**Text segment:**
________________
NCATS-Gamma / robokop

Master UI for ROBOKOP
MIT License
16 stars 3 forks source link

Question generalization: Node hopping #244

Open cbizon opened 5 years ago

cbizon commented 5 years ago

There's a related set of issues that I'm going to lump under the general heading of query brittleness: If you got no or poor answers because you started with the wrong node.

Maybe you started with a very specific form of a disease (genetic susciptibility to asthma type 32), and you would have gotten answers that you liked fine if you went up to eg. susceptability to asthma or up higher to asthma.

Maybe you started with too general query and the nodes are too blobby, and there are cool answers in some sub-version

Maybe you started with the hpo term for obesity, and there would be better answers to the mondo term for obesity (disease) or to things that are related, but not in a clearly ontological way, like BMI.

Maybe you started with one chemical and got nothing, but there is a very similar chemical where you would get something (like anhydrous codeine vs hydrous codeine).


Going to make a different issue for edge stuff.
________________
**Data for review:**
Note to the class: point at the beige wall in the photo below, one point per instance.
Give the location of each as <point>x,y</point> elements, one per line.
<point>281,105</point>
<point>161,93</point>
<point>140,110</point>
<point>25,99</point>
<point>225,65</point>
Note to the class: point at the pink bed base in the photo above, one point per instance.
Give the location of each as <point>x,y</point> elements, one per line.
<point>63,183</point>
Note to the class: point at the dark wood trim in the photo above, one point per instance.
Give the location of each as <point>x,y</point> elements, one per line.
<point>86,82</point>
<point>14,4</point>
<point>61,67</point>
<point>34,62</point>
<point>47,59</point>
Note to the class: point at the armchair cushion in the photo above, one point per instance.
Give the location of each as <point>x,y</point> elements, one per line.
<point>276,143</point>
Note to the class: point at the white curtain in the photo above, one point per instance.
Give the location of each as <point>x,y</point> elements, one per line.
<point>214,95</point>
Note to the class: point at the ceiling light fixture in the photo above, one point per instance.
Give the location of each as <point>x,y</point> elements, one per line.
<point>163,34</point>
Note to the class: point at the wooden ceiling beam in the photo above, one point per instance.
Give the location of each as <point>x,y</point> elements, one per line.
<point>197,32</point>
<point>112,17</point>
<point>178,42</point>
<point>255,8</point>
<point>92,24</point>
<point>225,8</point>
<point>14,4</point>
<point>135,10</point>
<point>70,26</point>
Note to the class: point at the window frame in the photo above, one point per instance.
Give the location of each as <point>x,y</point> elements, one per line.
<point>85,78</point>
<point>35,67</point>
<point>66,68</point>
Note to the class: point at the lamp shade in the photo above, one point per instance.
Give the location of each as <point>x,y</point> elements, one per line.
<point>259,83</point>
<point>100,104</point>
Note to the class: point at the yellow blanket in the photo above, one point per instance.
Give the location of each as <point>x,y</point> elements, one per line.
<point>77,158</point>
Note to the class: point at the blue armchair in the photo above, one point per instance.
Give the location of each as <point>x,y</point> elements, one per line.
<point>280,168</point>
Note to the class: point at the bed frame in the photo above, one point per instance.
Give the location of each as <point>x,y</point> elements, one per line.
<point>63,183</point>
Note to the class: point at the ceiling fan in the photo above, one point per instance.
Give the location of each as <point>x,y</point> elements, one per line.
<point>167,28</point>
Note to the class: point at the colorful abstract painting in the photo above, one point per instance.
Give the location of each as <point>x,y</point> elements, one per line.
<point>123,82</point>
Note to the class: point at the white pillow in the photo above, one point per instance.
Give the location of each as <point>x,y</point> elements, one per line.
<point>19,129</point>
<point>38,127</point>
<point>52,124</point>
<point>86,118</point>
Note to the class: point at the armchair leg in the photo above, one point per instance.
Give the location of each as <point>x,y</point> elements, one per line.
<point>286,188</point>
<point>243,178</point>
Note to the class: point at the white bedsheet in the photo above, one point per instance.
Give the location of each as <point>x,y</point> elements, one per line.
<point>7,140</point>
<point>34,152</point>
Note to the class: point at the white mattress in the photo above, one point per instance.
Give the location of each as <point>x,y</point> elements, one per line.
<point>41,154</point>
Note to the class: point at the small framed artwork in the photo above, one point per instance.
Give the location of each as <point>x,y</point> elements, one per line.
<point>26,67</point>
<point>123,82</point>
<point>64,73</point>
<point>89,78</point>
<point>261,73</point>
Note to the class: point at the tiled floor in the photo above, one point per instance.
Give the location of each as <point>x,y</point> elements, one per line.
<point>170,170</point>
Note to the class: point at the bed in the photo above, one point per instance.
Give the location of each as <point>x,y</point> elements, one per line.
________________
**Exercise aim:** Rewrite the part of the issue thread starting with "Maybe you started with the" and going on through "for edge stuff.", changing every "codeine" to "morphine".

**Solution to this task:**
Maybe you started with the hpo term for obesity, and there would be better answers to the mondo term for obesity (disease) or to things that are related, but not in a clearly ontological way, like BMI.

Maybe you started with one chemical and got nothing, but there is a very similar chemical where you would get something (like anhydrous morphine vs hydrous morphine).


Going to make a different issue for edge stuff.